• TASK REQUIREMENTS: State the number of lines in these records that include the word "distant", and add nothing to it.

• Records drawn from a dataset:
○ ○ ○

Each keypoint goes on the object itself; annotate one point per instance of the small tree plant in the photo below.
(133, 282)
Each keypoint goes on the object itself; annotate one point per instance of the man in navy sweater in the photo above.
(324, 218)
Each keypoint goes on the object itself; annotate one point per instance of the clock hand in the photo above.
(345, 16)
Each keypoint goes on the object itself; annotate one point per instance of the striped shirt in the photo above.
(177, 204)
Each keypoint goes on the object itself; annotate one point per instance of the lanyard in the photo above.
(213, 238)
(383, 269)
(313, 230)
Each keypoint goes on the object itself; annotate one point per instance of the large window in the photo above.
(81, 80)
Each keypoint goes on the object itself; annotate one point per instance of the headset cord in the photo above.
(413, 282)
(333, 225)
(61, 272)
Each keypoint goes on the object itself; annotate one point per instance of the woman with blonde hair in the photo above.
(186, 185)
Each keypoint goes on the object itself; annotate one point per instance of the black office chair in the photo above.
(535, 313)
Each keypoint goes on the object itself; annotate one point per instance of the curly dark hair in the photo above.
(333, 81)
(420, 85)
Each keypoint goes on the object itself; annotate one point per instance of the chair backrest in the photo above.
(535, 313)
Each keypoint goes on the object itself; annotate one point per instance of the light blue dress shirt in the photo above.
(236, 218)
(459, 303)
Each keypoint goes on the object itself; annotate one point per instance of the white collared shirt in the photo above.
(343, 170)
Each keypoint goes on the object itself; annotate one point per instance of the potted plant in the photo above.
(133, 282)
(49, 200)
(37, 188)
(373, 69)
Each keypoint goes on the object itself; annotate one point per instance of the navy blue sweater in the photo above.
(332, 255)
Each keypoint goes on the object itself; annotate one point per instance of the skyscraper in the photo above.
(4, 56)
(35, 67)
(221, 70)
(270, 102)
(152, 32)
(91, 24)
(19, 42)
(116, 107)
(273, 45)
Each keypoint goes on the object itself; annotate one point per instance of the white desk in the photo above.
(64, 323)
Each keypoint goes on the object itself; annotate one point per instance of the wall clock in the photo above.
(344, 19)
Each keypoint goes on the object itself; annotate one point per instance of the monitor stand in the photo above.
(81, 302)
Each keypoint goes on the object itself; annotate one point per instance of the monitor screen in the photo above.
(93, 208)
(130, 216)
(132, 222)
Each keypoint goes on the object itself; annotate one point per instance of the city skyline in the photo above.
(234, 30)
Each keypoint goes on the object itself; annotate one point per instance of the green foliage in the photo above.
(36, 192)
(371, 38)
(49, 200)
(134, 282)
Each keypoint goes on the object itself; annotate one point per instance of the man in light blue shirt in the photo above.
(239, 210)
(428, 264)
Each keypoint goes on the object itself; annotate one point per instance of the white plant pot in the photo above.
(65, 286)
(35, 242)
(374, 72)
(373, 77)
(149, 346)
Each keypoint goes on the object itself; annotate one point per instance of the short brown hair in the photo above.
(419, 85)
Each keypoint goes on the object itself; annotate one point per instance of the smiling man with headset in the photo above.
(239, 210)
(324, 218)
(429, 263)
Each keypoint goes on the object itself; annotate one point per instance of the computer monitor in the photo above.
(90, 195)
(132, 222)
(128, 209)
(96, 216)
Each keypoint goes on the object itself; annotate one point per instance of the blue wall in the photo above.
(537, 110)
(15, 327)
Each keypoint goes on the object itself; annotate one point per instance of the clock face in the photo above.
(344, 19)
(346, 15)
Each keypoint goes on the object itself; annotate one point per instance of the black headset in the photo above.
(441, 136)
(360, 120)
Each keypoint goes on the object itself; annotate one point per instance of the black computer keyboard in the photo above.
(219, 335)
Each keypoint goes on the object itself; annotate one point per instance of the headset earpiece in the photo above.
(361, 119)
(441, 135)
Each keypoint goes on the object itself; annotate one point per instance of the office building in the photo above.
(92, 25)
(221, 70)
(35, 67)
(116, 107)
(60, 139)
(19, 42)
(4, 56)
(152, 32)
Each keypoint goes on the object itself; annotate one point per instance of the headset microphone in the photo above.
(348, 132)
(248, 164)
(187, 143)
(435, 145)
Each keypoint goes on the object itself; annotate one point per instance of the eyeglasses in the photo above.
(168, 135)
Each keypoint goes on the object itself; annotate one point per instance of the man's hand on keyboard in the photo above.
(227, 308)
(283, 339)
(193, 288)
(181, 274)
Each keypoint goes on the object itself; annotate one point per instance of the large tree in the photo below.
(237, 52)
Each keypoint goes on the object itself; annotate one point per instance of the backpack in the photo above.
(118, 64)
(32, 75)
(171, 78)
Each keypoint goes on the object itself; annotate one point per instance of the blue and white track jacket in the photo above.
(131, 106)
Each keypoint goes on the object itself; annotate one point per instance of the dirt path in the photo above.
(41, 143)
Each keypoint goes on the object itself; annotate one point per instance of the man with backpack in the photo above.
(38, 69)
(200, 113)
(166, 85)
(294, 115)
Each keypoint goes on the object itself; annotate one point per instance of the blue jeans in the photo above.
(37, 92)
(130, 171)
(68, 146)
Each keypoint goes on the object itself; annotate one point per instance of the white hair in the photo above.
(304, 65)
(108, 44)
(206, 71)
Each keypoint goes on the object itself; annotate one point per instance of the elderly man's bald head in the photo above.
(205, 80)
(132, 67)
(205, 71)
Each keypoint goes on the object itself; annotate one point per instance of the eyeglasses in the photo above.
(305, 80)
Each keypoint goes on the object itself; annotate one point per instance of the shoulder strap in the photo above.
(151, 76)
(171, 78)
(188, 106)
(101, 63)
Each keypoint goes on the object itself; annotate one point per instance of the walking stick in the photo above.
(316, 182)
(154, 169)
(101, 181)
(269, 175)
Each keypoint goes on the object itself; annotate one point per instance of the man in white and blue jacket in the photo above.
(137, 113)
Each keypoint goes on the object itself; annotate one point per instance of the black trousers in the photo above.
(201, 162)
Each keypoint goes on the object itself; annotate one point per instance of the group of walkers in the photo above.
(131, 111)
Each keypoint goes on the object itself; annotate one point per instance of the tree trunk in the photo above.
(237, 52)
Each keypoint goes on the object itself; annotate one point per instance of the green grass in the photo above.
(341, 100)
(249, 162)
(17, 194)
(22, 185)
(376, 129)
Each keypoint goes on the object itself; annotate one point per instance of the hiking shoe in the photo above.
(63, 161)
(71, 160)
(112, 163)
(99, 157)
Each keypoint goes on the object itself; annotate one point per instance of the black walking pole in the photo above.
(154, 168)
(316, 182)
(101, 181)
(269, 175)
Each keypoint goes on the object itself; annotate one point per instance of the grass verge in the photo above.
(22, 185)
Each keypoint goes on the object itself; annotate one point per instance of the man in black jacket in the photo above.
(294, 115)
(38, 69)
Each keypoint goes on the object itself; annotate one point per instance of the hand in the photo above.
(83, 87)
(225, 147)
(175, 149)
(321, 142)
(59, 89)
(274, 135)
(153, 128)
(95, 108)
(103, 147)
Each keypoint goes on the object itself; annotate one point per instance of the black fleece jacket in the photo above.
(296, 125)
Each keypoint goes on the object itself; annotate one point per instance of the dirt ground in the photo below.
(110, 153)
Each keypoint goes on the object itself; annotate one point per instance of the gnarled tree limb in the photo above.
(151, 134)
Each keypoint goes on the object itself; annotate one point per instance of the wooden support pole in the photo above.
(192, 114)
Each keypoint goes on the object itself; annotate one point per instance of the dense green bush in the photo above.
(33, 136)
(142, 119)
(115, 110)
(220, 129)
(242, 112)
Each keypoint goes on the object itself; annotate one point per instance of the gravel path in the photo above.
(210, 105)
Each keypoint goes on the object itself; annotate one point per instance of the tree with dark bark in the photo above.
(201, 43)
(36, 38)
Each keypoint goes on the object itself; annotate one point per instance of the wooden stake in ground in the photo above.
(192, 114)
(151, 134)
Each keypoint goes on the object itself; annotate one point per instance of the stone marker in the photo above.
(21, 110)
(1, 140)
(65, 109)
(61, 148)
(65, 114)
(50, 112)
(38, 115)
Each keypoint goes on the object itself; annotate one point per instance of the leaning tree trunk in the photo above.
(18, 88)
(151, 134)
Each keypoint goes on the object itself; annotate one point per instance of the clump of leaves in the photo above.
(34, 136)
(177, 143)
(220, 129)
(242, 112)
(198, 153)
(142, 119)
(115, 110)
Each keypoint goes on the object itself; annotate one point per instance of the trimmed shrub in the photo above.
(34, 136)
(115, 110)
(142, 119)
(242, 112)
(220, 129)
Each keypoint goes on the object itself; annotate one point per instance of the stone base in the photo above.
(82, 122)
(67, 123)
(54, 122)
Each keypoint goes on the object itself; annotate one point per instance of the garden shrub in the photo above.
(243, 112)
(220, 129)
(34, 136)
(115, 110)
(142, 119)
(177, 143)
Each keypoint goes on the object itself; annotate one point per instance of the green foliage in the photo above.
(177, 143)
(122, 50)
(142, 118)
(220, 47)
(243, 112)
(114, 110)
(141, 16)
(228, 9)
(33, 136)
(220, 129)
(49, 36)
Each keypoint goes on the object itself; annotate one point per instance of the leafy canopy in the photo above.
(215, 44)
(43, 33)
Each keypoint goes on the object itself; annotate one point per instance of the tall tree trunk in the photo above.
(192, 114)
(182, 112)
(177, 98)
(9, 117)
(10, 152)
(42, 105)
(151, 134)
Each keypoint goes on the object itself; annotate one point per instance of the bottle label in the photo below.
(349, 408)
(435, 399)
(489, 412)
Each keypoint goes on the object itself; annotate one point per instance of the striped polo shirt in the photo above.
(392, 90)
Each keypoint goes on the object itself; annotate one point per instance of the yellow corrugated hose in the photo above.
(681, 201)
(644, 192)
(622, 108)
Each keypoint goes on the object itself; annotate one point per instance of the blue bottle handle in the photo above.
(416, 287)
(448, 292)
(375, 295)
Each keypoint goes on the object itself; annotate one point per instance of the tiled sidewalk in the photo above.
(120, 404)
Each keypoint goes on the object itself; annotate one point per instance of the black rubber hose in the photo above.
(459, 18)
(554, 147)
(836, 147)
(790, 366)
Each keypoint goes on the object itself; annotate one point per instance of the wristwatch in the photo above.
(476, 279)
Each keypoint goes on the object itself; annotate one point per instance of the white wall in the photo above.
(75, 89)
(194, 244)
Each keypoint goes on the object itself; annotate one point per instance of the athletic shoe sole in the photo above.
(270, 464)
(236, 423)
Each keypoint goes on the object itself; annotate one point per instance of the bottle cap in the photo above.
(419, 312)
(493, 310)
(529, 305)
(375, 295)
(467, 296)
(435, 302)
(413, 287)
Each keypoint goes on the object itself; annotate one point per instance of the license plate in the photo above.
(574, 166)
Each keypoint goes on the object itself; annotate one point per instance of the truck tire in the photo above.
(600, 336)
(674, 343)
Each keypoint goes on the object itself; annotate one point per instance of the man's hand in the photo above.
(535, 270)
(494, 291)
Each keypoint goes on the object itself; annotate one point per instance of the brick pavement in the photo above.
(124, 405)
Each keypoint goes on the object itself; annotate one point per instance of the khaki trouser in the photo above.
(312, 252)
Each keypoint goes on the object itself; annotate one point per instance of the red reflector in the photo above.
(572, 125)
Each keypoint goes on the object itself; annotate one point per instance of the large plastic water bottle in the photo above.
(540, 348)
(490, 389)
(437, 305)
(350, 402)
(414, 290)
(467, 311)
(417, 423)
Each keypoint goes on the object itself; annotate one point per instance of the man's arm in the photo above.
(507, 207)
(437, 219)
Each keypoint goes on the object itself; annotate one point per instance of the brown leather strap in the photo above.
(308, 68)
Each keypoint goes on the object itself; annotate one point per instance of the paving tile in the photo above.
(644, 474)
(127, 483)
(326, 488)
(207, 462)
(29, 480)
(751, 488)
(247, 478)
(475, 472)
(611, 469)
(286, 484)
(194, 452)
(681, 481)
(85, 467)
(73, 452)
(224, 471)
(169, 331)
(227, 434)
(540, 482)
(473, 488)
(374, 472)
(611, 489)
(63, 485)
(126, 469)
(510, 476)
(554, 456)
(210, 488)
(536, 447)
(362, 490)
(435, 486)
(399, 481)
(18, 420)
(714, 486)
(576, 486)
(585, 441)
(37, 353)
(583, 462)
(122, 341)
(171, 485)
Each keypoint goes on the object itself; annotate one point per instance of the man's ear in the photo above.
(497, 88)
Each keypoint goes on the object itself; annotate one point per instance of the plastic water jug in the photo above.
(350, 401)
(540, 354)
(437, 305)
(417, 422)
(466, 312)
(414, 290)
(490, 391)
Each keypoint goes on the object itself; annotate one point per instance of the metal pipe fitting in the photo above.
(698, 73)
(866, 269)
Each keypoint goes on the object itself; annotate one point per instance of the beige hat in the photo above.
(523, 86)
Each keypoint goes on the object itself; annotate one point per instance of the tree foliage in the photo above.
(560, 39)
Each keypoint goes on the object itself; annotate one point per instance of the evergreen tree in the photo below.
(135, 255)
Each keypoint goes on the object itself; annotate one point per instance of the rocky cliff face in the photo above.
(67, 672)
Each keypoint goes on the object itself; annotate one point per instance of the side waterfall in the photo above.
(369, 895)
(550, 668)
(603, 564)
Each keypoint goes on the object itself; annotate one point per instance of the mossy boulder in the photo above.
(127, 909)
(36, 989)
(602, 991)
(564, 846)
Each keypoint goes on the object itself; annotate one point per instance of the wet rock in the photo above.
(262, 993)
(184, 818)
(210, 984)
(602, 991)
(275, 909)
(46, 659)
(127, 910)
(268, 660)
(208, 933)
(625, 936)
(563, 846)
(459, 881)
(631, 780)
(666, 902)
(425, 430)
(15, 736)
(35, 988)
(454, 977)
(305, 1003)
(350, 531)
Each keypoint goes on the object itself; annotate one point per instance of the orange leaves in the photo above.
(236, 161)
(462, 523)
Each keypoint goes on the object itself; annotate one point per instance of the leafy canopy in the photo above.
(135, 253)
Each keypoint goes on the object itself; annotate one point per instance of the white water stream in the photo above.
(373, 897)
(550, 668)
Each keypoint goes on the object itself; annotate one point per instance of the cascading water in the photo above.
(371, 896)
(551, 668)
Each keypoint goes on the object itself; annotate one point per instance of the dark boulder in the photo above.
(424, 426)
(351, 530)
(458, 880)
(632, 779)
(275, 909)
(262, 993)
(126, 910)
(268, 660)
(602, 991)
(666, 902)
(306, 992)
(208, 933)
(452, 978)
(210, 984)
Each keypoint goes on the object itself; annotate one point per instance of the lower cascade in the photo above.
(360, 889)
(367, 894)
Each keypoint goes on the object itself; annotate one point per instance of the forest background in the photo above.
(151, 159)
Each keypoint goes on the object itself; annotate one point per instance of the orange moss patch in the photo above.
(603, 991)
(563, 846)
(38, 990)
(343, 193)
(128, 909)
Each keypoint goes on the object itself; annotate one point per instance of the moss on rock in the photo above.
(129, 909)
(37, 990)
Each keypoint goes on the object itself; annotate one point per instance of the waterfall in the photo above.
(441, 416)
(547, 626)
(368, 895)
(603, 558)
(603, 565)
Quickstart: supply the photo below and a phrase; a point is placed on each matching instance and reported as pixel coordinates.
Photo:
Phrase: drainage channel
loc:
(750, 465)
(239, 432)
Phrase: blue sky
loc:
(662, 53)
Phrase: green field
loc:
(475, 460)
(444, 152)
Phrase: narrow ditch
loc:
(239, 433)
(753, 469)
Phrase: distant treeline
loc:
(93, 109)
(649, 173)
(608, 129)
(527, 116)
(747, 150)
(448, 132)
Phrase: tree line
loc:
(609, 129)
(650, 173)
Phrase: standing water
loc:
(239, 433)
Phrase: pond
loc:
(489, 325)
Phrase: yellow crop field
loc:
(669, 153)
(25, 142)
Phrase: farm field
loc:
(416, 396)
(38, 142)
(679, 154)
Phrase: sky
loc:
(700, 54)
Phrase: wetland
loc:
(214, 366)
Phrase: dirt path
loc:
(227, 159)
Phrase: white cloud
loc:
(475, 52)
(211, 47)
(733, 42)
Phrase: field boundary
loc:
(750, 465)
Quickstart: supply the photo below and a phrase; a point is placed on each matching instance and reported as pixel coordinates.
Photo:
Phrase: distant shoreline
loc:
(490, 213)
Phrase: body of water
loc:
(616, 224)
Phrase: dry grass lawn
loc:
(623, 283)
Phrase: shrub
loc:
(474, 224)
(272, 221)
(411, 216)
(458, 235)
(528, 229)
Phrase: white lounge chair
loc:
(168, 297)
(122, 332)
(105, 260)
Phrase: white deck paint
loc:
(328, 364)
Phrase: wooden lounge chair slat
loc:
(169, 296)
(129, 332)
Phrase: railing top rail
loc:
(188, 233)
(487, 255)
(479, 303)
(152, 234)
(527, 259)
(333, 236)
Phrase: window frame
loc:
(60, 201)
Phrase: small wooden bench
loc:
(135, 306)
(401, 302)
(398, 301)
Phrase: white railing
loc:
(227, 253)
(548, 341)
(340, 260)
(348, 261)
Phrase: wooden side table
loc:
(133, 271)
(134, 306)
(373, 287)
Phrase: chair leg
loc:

○ ○ ○

• YOUR SOLUTION: 2